• Instructions to follow: Send back all the data below, exactly as given.
++++ Data entries ++++
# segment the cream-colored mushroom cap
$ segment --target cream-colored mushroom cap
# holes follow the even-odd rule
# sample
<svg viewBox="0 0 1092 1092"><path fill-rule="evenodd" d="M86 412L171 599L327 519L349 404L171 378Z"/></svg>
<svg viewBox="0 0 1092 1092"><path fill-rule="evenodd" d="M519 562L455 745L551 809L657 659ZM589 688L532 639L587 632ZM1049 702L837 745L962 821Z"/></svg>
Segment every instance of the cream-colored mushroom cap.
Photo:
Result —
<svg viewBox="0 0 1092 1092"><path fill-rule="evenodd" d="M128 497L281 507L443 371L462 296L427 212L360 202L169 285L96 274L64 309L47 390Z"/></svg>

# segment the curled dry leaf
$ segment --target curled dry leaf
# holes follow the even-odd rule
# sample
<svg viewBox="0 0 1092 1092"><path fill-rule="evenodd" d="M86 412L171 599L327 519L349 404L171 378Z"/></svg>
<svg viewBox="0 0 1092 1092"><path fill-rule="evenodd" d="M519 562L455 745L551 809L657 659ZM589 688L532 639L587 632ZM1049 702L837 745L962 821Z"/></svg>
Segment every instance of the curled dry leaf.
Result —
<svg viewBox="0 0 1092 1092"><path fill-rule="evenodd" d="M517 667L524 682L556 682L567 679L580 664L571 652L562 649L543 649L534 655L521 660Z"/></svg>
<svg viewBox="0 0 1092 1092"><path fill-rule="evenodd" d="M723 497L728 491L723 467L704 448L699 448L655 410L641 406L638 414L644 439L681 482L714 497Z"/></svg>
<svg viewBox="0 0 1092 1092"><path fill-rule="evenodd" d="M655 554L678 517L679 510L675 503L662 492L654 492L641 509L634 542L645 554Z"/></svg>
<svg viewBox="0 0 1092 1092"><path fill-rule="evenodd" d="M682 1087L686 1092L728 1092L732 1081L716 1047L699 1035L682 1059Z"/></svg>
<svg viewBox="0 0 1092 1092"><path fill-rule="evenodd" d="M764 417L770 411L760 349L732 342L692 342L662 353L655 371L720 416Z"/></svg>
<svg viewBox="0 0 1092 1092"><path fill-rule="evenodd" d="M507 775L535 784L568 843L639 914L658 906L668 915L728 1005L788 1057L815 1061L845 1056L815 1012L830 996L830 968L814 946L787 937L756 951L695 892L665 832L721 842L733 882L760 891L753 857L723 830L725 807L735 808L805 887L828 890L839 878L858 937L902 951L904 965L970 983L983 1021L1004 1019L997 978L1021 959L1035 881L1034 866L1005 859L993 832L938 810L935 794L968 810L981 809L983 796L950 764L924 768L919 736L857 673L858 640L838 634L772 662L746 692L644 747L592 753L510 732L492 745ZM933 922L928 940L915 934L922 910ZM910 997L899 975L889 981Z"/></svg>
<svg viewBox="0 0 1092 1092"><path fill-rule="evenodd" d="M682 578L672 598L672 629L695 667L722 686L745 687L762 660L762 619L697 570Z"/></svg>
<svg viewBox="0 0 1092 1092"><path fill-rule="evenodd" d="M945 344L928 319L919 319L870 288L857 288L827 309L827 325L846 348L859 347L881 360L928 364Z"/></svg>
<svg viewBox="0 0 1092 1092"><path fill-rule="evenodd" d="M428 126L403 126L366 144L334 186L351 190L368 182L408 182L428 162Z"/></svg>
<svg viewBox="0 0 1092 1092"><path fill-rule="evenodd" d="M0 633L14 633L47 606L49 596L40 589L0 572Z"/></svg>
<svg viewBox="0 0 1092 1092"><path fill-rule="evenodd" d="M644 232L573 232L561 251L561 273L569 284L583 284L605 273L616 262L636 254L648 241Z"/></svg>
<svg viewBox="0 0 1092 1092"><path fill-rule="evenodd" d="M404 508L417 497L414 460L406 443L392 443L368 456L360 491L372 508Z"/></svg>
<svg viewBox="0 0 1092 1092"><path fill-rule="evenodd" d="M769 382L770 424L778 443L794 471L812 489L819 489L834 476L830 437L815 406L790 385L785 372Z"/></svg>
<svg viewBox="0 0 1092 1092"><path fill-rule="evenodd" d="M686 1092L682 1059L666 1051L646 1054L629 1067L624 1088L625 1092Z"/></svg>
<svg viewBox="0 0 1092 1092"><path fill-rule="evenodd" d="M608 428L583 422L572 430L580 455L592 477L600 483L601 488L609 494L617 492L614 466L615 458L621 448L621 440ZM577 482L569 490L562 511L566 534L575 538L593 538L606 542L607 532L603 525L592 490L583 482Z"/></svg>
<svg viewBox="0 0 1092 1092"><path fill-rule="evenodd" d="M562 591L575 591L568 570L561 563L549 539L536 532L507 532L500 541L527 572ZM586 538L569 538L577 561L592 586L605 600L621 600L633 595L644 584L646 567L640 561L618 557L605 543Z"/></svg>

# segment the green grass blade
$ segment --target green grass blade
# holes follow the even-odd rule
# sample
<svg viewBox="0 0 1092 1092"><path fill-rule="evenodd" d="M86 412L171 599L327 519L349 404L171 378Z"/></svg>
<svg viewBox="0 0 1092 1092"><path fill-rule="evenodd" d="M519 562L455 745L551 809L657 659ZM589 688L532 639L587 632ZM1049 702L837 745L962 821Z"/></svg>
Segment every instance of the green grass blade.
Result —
++++
• Response to the task:
# segment the cream-colored mushroom cap
$ segment --target cream-colored mushroom cap
# holes follow the even-odd rule
# sample
<svg viewBox="0 0 1092 1092"><path fill-rule="evenodd" d="M86 412L171 599L327 519L349 404L171 378Z"/></svg>
<svg viewBox="0 0 1092 1092"><path fill-rule="evenodd" d="M519 562L455 745L551 809L657 659ZM589 688L532 639L587 632ZM1049 702L837 745L962 821Z"/></svg>
Segment every instance of the cream-colored mushroom cap.
Photo:
Result —
<svg viewBox="0 0 1092 1092"><path fill-rule="evenodd" d="M128 497L281 507L443 371L462 296L427 212L360 202L169 285L96 274L64 309L47 390Z"/></svg>

# segment the curled dry leaf
$ segment --target curled dry leaf
# holes follow the even-odd rule
# sample
<svg viewBox="0 0 1092 1092"><path fill-rule="evenodd" d="M86 412L171 599L327 519L349 404L171 378Z"/></svg>
<svg viewBox="0 0 1092 1092"><path fill-rule="evenodd" d="M519 562L455 745L551 809L657 659ZM589 688L532 639L587 632ZM1049 702L837 745L962 821Z"/></svg>
Segment every instance of the curled dry leaf.
Result —
<svg viewBox="0 0 1092 1092"><path fill-rule="evenodd" d="M517 667L524 682L556 682L567 679L580 664L571 652L562 649L543 649L534 655L521 660Z"/></svg>
<svg viewBox="0 0 1092 1092"><path fill-rule="evenodd" d="M723 497L728 491L723 467L704 448L699 448L655 410L641 406L638 414L644 439L681 482L714 497Z"/></svg>
<svg viewBox="0 0 1092 1092"><path fill-rule="evenodd" d="M655 554L678 517L679 510L675 503L662 492L654 492L641 509L634 542L645 554Z"/></svg>
<svg viewBox="0 0 1092 1092"><path fill-rule="evenodd" d="M682 1087L686 1092L728 1092L732 1081L716 1047L699 1035L682 1059Z"/></svg>
<svg viewBox="0 0 1092 1092"><path fill-rule="evenodd" d="M764 417L770 411L760 349L732 342L692 342L662 353L655 371L720 416Z"/></svg>
<svg viewBox="0 0 1092 1092"><path fill-rule="evenodd" d="M507 775L535 784L568 843L639 914L658 906L668 915L728 1005L788 1057L815 1061L845 1056L815 1012L830 996L830 968L814 946L787 937L756 951L695 892L665 832L721 842L733 882L760 891L753 857L723 830L725 807L735 808L805 887L828 890L839 878L858 937L902 951L904 965L970 983L983 1021L1004 1019L997 978L1021 959L1035 881L1034 866L1005 859L993 832L938 810L935 794L968 810L981 809L983 796L950 764L924 768L919 736L857 673L858 640L838 634L772 662L746 692L644 747L592 753L510 732L492 745ZM933 922L928 940L915 934L922 910ZM910 997L899 975L889 981Z"/></svg>
<svg viewBox="0 0 1092 1092"><path fill-rule="evenodd" d="M682 578L672 598L672 629L695 667L722 686L745 687L762 660L762 619L697 570Z"/></svg>
<svg viewBox="0 0 1092 1092"><path fill-rule="evenodd" d="M945 344L928 319L919 319L870 288L857 288L827 309L827 325L846 348L859 347L881 360L928 364Z"/></svg>
<svg viewBox="0 0 1092 1092"><path fill-rule="evenodd" d="M428 126L403 126L366 144L334 186L351 190L368 182L408 182L428 162Z"/></svg>
<svg viewBox="0 0 1092 1092"><path fill-rule="evenodd" d="M0 633L14 633L47 606L49 596L40 589L0 572Z"/></svg>
<svg viewBox="0 0 1092 1092"><path fill-rule="evenodd" d="M644 232L573 232L561 251L561 273L569 284L583 284L605 273L616 262L636 254L648 241Z"/></svg>
<svg viewBox="0 0 1092 1092"><path fill-rule="evenodd" d="M404 508L417 497L414 460L406 443L392 443L368 456L360 491L372 508Z"/></svg>
<svg viewBox="0 0 1092 1092"><path fill-rule="evenodd" d="M769 382L770 424L778 443L794 471L812 489L819 489L834 476L830 437L815 406L790 385L785 372Z"/></svg>
<svg viewBox="0 0 1092 1092"><path fill-rule="evenodd" d="M686 1092L682 1059L666 1051L646 1054L629 1067L624 1088L625 1092Z"/></svg>
<svg viewBox="0 0 1092 1092"><path fill-rule="evenodd" d="M608 428L583 422L572 430L580 455L592 477L600 483L601 488L609 494L617 492L614 466L615 458L621 448L621 440ZM577 482L569 490L562 511L566 534L575 538L593 538L606 542L607 532L603 525L592 490L583 482Z"/></svg>
<svg viewBox="0 0 1092 1092"><path fill-rule="evenodd" d="M562 591L575 591L568 570L561 563L549 539L536 532L507 532L500 541L527 572ZM586 538L569 538L577 561L592 586L605 600L621 600L633 595L644 584L646 567L640 561L618 557L605 543Z"/></svg>

# segment the green grass blade
$ segment --target green grass blade
# holes follow the even-odd rule
# sample
<svg viewBox="0 0 1092 1092"><path fill-rule="evenodd" d="M86 412L171 599L327 519L349 404L171 378Z"/></svg>
<svg viewBox="0 0 1092 1092"><path fill-rule="evenodd" d="M519 562L455 745L551 809L657 659ZM589 688L532 639L587 632ZM1049 702L837 745L962 821Z"/></svg>
Segment every instance of the green grass blade.
Result —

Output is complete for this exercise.